• Quoted passage:
◇ ◇ ◇ ◇ ◇ ◇ ◇

Descriptions, Reviews, Etc.
Publisher Description:

This book examines how synthetic biologists make, tinker with, and reason through experimental systems, and shows how these various activities articulate with the demands of academic life. Dan-Cohen's book offers a set of timely interventions into cross-disciplinary discussions of the nature of knowledge, the relationship between knowledge and control, and the role of the university in giving form to modern 'technoscience.' It frames synthetic biology as the latest permutation in a history of mutual incursions between nature and culture, and as an heir to a long tradition of populating biology with new kinds of objects, relationships, practices, and forms of expertise. It follows synthetic biologists as they attempt to make and know new biological things while also stabilizing this novel field and their place within it. Synthetic biology has been the subject of much hype, the substance of which revolves around a future of biological design and fabrication, of end users, standardized parts made from scratch, and lively markets. As Dan-Cohen shows, attending to these aspirations obscures two basic features of synthetic biology in its present-day incarnation, features that ethnography brings bluntly into view.


Author Information:

Talia Dan-Cohen (Ph.D., Anthropology, Princeton University, 2011), Assistant Professor of Sociocultural Anthropology, Washington University in St. Louis. Her research interests include the anthropology of knowledge, science and technology studies, social theory, and economic anthropology. In 2013, Princeton published "A Machine to the Future: Biotech Chronicles" (co-authored with Paul Rabinow). This is her first single-authored book.

◇ ◇ ◇ ◇ ◇ ◇ ◇

• Data extracts:
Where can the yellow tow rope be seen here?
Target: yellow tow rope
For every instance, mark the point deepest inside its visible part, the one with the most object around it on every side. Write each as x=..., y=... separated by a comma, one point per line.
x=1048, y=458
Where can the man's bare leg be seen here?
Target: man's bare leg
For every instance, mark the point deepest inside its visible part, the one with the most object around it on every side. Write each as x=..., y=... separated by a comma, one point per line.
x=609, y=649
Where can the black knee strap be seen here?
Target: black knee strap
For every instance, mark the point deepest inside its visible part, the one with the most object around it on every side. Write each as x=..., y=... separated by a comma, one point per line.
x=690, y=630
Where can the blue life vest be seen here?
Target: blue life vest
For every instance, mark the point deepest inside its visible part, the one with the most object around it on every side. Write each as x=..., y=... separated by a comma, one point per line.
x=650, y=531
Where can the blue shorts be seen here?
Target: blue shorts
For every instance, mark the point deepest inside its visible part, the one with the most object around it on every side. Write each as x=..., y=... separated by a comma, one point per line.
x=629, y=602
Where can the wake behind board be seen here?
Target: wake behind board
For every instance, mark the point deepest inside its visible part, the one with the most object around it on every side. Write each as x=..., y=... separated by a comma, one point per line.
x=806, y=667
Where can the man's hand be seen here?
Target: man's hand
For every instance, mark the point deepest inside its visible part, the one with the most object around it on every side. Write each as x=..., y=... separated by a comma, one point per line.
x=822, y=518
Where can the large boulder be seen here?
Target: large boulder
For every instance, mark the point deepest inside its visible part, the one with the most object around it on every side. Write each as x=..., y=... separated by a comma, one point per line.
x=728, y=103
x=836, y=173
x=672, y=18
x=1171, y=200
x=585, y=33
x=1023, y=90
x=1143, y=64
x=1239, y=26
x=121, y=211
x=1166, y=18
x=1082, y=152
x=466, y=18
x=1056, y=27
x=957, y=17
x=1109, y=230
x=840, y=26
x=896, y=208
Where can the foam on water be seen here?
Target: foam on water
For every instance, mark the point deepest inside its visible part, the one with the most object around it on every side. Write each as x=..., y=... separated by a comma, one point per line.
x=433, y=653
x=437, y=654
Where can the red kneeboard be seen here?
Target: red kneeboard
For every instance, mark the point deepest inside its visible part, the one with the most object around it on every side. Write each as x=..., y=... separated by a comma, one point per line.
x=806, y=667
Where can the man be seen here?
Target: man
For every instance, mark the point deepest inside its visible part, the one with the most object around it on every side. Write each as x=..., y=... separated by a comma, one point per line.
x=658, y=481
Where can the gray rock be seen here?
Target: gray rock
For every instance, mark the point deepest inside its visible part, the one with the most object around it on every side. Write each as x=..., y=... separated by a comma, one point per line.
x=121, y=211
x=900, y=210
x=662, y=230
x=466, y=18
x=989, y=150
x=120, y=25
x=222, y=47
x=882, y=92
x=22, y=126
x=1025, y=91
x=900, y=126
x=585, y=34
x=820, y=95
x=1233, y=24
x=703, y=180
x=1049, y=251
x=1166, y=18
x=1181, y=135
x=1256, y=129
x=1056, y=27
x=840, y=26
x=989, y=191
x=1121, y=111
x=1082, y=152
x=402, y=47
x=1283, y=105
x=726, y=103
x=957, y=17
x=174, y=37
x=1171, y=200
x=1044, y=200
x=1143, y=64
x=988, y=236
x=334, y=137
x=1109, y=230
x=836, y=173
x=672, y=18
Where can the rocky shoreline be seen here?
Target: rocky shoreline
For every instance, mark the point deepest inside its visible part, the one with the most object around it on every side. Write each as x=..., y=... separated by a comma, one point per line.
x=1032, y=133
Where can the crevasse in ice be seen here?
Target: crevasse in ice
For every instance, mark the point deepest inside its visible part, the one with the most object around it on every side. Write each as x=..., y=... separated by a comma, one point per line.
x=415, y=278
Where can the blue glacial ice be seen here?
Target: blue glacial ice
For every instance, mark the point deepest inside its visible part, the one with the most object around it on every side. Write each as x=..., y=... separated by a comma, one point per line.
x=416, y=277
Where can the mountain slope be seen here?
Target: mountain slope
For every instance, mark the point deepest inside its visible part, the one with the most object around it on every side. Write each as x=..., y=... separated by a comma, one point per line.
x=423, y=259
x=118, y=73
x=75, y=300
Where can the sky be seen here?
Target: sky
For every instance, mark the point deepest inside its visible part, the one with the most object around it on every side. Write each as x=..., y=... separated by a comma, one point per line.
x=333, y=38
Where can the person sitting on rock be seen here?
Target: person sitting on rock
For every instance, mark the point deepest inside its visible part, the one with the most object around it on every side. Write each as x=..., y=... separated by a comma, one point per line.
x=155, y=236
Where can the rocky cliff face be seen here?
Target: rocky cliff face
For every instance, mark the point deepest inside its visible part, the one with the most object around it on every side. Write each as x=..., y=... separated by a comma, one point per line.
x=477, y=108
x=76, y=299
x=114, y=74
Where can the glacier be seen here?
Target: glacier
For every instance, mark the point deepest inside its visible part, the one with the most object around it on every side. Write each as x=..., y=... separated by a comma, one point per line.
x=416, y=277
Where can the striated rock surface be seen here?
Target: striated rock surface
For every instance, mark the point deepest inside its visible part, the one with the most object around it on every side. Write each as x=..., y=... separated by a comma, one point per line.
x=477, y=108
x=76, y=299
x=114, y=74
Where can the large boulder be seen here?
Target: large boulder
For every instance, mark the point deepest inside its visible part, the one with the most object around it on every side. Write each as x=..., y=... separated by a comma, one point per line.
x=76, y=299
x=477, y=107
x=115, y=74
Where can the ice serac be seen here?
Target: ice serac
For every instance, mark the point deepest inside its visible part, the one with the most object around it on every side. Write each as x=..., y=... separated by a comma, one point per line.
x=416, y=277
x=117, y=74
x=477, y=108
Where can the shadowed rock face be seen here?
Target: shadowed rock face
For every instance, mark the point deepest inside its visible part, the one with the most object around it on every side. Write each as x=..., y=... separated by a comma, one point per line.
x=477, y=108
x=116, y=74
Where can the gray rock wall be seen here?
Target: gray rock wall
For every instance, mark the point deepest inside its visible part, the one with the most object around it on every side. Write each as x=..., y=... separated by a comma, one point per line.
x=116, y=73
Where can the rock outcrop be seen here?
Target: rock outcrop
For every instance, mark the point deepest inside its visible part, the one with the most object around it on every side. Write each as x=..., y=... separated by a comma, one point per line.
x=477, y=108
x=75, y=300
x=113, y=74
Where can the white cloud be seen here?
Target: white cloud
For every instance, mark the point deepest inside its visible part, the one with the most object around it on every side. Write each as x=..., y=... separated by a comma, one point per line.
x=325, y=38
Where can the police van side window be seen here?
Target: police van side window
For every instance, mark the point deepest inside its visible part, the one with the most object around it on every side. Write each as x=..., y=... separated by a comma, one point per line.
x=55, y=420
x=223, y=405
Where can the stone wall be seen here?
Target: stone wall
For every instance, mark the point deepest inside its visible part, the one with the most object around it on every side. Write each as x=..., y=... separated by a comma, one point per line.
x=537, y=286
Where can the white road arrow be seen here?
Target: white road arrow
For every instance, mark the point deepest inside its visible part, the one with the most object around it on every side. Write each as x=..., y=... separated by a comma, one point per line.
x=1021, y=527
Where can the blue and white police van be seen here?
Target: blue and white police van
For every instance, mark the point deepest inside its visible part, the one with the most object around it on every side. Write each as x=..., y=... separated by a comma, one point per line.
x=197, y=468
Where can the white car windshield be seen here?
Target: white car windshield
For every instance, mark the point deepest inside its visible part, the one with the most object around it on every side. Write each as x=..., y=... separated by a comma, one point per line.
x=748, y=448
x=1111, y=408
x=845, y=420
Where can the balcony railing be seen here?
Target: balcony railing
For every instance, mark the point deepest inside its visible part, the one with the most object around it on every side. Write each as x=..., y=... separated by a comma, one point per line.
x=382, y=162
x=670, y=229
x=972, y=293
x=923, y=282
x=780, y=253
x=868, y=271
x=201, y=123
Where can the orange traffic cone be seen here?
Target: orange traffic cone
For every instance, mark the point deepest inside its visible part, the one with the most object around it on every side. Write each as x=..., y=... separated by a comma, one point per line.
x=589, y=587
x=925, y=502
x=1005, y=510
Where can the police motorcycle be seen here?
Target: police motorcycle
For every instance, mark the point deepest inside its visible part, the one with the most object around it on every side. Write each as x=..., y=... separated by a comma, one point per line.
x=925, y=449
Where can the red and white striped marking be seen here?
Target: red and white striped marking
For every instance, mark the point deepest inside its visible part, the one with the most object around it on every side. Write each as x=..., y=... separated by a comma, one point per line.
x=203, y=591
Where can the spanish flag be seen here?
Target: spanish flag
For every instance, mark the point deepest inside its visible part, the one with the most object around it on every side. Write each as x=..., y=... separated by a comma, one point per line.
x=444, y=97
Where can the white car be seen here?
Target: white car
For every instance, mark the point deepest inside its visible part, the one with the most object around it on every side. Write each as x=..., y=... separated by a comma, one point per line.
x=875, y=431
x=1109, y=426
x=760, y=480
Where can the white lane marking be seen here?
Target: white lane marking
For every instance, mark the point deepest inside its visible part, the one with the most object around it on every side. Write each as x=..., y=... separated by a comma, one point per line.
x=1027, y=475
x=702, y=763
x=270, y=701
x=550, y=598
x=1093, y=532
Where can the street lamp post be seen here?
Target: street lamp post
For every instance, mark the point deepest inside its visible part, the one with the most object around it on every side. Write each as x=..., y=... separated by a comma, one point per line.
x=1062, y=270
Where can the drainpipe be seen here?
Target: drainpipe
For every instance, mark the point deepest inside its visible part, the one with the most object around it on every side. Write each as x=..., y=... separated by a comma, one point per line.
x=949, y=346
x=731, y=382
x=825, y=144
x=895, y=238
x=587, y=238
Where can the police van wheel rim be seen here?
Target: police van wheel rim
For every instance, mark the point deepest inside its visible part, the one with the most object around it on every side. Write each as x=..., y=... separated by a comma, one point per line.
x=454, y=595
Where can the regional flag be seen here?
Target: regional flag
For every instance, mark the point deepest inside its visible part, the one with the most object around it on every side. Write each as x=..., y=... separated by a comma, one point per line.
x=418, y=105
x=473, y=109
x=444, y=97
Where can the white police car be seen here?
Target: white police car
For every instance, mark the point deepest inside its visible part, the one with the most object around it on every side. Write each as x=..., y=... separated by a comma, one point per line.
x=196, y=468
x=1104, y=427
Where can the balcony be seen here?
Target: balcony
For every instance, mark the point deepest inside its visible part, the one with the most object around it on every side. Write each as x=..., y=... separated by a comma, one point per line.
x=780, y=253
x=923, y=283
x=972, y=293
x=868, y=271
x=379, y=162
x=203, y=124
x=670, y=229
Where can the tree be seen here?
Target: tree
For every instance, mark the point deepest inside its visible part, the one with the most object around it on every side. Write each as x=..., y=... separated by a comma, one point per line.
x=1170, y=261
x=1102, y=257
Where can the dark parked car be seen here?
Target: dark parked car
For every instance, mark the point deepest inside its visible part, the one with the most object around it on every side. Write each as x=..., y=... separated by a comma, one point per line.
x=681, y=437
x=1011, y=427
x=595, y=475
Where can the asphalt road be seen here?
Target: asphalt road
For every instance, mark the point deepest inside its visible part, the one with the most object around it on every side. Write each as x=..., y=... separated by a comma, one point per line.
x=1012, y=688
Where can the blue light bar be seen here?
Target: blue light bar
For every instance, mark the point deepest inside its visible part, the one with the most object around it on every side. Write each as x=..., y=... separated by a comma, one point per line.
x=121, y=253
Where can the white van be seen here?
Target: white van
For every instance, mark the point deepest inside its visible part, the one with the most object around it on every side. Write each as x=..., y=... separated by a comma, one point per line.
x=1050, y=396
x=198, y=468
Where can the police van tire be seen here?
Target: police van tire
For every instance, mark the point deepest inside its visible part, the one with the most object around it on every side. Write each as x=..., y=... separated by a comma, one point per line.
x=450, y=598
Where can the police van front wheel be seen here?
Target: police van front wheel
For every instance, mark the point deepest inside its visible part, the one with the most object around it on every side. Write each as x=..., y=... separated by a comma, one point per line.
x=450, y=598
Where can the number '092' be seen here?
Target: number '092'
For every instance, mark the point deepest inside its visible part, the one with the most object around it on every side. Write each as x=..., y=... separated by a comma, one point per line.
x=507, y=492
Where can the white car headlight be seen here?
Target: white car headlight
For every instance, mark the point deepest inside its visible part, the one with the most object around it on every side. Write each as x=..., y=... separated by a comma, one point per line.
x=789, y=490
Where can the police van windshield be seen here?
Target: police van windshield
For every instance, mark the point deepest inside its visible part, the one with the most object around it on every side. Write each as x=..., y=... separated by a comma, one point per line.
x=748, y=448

◇ ◇ ◇ ◇ ◇ ◇ ◇

• Exercise directions:
In the book description, who co-authored "A Machine to the Future: Biotech Chronicles" with Talia Dan-Cohen?

• Answer section:
Paul Rabinow